**What you will do:**
Nothing in the data may be omitted; output it all verbatim.

= = = = = = =

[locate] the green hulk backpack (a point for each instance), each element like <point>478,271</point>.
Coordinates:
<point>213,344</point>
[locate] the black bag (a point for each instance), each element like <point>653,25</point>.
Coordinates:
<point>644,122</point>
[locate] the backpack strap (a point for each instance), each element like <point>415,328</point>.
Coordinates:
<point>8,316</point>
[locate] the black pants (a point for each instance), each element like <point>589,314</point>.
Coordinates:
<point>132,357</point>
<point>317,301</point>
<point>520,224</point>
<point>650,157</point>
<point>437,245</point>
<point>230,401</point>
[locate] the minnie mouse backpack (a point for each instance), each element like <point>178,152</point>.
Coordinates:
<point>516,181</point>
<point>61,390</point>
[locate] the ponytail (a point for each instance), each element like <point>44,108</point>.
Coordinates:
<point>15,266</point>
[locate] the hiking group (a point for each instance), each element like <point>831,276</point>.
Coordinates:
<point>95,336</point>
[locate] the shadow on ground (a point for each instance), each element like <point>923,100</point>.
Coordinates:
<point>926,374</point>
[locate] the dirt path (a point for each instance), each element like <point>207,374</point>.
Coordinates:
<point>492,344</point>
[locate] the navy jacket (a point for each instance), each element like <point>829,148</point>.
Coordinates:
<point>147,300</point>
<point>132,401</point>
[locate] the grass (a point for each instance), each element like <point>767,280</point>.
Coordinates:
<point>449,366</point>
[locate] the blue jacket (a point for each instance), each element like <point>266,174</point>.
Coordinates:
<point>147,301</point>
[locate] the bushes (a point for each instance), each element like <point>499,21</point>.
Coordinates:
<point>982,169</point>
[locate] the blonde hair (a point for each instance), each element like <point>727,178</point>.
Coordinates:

= = = = = = =

**Response to the task:**
[locate] the green hulk backpack (a point for each instance), each element like <point>478,271</point>.
Coordinates:
<point>213,344</point>
[locate] the black bag (a point for each instance), each element like <point>653,25</point>.
Coordinates:
<point>644,122</point>
[locate] the backpack strap (a point for each instance), each element like <point>415,328</point>.
Coordinates:
<point>8,316</point>
[locate] the black pants (a point for each instance), each element like <point>589,314</point>.
Coordinates:
<point>132,357</point>
<point>317,301</point>
<point>520,224</point>
<point>650,157</point>
<point>437,245</point>
<point>230,401</point>
[locate] the minnie mouse backpack (a point for each instance), each element like <point>178,152</point>.
Coordinates:
<point>516,181</point>
<point>61,390</point>
[locate] the ponytail (a point for each instance), each element like <point>44,108</point>.
Coordinates:
<point>15,266</point>
[locate] the hiking group (a point for each instance), each element like <point>831,276</point>.
Coordinates:
<point>95,336</point>
[locate] the shadow on ground (a point for each instance), each element like <point>923,100</point>.
Coordinates:
<point>926,374</point>
[locate] the dirt path (a point for each instance), each element like <point>207,374</point>.
Coordinates:
<point>492,344</point>
[locate] the navy jacket (a point for each instance), each element like <point>829,148</point>.
Coordinates:
<point>147,300</point>
<point>132,401</point>
[locate] the grass (a point for each instance), each element like <point>767,280</point>.
Coordinates:
<point>449,366</point>
[locate] the blue jacket (a point for each instance), each element like <point>266,174</point>.
Coordinates:
<point>147,301</point>
[locate] the bushes (a point for each instance), each element like <point>499,21</point>.
Coordinates:
<point>982,169</point>
[locate] the blonde hair (a point for each instance), each element like <point>727,178</point>.
Coordinates:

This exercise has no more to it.